(Object pointing dataset rows)
* Start *

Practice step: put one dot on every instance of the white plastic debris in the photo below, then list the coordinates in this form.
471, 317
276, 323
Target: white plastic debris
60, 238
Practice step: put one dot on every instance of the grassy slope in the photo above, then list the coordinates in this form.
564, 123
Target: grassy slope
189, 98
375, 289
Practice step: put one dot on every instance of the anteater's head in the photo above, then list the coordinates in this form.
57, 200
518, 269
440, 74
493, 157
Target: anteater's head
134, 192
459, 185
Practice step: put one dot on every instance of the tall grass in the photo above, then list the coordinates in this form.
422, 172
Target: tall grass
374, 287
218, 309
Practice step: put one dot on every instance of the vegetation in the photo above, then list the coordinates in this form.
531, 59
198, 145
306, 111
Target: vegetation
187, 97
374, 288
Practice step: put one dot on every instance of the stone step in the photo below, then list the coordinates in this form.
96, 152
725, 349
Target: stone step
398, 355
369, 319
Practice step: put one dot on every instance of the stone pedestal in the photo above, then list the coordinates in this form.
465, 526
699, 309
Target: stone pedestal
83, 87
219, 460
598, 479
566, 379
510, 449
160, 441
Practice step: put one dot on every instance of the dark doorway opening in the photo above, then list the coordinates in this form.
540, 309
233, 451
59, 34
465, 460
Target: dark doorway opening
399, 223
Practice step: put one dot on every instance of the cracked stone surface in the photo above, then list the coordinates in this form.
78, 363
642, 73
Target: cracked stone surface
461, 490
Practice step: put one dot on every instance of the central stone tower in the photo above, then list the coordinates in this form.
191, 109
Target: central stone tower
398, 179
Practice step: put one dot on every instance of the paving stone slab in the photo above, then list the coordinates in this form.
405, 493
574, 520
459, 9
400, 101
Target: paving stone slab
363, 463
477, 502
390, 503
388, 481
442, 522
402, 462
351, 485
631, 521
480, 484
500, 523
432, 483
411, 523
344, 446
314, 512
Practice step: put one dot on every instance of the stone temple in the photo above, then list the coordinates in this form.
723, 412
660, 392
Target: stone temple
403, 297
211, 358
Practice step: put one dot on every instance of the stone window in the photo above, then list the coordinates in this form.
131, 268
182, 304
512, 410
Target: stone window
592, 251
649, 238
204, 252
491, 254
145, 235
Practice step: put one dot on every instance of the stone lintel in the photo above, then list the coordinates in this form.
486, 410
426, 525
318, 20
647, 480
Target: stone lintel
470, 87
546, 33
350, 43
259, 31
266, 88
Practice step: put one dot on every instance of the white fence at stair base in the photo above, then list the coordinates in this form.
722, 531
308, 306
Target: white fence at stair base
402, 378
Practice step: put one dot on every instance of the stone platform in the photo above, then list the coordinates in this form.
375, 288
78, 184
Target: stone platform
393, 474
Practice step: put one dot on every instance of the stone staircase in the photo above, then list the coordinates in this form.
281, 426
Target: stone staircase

* End *

Copy out all of the items above word for word, with no changes.

Practice step: put one dot on every instance of the white plastic debris in the photo below, then list the coordinates in this form.
471, 317
276, 323
Target: white plastic debris
60, 238
Practice step: put one dot on every instance of the grassy slope in the photo above, then list the coordinates in this form.
564, 123
Target: grassy slope
189, 98
375, 289
Practice step: put one dot on every instance of the anteater's head in the photo above, then list the coordinates in this form.
57, 200
518, 269
440, 74
493, 157
Target: anteater's head
134, 192
459, 185
Practice step: put one dot on every instance of the tall grass in the photo above, then list the coordinates in this form.
422, 172
Target: tall grass
374, 287
218, 309
Practice step: put one dot on every instance of the vegetation in the photo above, then list the coordinates in this form.
531, 59
198, 145
306, 111
Target: vegetation
187, 97
374, 288
Practice step: put one dot on every instance of the stone step in the photo below, then list the coordinates in this form.
96, 152
725, 349
Target: stone step
398, 355
369, 319
Practice step: put one dot on every instance of the stone pedestal in the photo above, then list the coordinates in this form.
465, 526
699, 309
Target: stone pedestal
83, 87
219, 460
598, 479
566, 379
510, 449
160, 441
Practice step: put one dot on every instance of the dark doorway opening in the photo above, then list the coordinates in this form.
540, 309
233, 451
59, 34
465, 460
Target: dark doorway opening
399, 223
Practice step: put one dot on every instance of the cracked stone surface in the photo above, then list the coordinates in this form.
78, 363
642, 73
Target: cracked stone surface
461, 490
Practice step: put one dot on every instance of the central stone tower in the photo above, then list the coordinates in this form.
191, 109
Target: central stone tower
398, 179
Practice step: put one dot on every instance of the paving stone slab in the photo above, then list the coordinates in this form.
405, 493
574, 520
459, 9
400, 101
Target: paving stone slab
363, 463
477, 502
390, 503
388, 481
442, 522
402, 462
351, 485
631, 521
480, 484
500, 523
432, 483
411, 523
344, 446
314, 512
Practice step: put one dot on every instance of the stone temple in the photo above, then list the coordinates in this form.
723, 412
660, 392
Target: stone temple
403, 297
211, 358
Practice step: put one dot on every instance of the stone window in the photo above, then list the coordinates in this form.
131, 268
182, 304
512, 410
Target: stone window
592, 251
649, 238
204, 252
491, 254
145, 235
Practice step: put one dot on every instance of the stone lintel in the photo above, then list the coordinates in this form.
486, 410
426, 525
318, 20
647, 480
Target: stone lintel
470, 87
546, 33
350, 43
259, 31
266, 88
Practice step: put one dot on every instance of the white fence at stair base in the photo above, then list the coordinates in this form.
722, 531
308, 306
Target: white fence at stair base
402, 378
Practice step: put one dot on every instance of the stone platform in the photo above, then list the coordinates in this form.
375, 288
78, 184
Target: stone platform
393, 474
Practice step: put one dot on every instance of the stone staircase in the photo above, then list the coordinates in this form.
281, 426
Target: stone staircase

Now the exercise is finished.